Оформите все строки записей ниже в виде нумерованного списка, опустив пустые строки.

====== Сохранённые строки ======

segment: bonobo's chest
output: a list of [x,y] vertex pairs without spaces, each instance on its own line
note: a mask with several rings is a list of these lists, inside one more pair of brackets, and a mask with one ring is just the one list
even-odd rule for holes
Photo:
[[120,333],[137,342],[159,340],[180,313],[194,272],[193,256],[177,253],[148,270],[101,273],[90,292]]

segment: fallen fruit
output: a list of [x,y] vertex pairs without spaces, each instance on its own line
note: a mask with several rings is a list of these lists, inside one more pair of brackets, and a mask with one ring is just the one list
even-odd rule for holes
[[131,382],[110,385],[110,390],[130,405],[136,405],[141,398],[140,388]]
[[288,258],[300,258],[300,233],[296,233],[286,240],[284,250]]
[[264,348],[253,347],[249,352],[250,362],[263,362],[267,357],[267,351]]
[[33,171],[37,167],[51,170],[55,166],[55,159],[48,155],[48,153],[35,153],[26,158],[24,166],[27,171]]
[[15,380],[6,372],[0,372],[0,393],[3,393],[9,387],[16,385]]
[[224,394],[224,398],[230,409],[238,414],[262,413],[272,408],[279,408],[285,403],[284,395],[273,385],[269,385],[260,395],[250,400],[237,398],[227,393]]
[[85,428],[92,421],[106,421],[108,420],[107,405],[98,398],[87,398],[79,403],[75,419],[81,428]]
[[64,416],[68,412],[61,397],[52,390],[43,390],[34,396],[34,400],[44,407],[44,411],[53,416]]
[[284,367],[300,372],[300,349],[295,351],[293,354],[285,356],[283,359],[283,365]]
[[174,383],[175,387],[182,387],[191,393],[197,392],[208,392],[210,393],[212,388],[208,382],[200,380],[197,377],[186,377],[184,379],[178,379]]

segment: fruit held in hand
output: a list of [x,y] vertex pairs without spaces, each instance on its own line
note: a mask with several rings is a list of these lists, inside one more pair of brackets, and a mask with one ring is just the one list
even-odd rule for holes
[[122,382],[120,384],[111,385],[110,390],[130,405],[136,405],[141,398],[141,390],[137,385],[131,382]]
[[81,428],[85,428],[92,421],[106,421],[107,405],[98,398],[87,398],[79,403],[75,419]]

======

■ **Результат ниже**:
1. segment: bonobo's chest
2. output: a list of [x,y] vertex pairs without spaces, each instance on its own line
3. note: a mask with several rings is a list of these lists, inside one more pair of brackets, and a mask with one ring is just the one list
4. even-odd rule for holes
5. Photo:
6. [[120,333],[137,342],[159,340],[180,313],[194,272],[193,256],[177,253],[148,270],[101,273],[90,292]]
7. segment: fallen fruit
8. output: a list of [x,y] vertex pairs without spaces, each instance on its own line
9. note: a mask with several rings is a list of these lists, inside one more pair of brackets, and a mask with one ring is just the one list
10. even-odd rule for holes
11. [[131,382],[110,385],[110,390],[130,405],[136,405],[141,398],[140,388]]
12. [[288,258],[300,258],[300,233],[296,233],[286,240],[284,250]]
13. [[264,348],[253,347],[249,352],[250,362],[263,362],[267,357],[267,351]]
14. [[33,171],[37,167],[51,170],[55,166],[55,159],[48,155],[48,153],[35,153],[26,158],[24,166],[27,171]]
15. [[15,380],[6,372],[0,372],[0,393],[3,393],[9,387],[16,385]]
16. [[224,394],[224,398],[230,409],[238,414],[262,413],[272,408],[279,408],[285,403],[284,395],[273,385],[269,385],[260,395],[250,400],[237,398],[227,393]]
17. [[85,428],[92,421],[106,421],[108,420],[107,405],[98,398],[87,398],[79,403],[75,419],[81,428]]
18. [[64,416],[68,412],[61,397],[52,390],[43,390],[34,396],[34,400],[44,407],[44,411],[53,416]]
19. [[284,367],[300,372],[300,349],[295,351],[293,354],[285,356],[283,359],[283,365]]
20. [[174,383],[175,387],[182,387],[191,393],[197,392],[208,392],[210,393],[212,388],[208,382],[200,380],[197,377],[186,377],[184,379],[178,379]]
21. segment: fruit held in hand
22. output: a list of [x,y] vertex pairs without spaces, each instance on its own line
23. note: a mask with several rings is a list of these lists, inside one more pair of brackets, and a mask with one ring is just the one list
24. even-odd rule for holes
25. [[122,382],[120,384],[111,385],[110,390],[130,405],[136,405],[141,398],[141,390],[137,385],[131,382]]
26. [[81,428],[85,428],[92,421],[106,421],[107,405],[98,398],[87,398],[79,403],[75,419]]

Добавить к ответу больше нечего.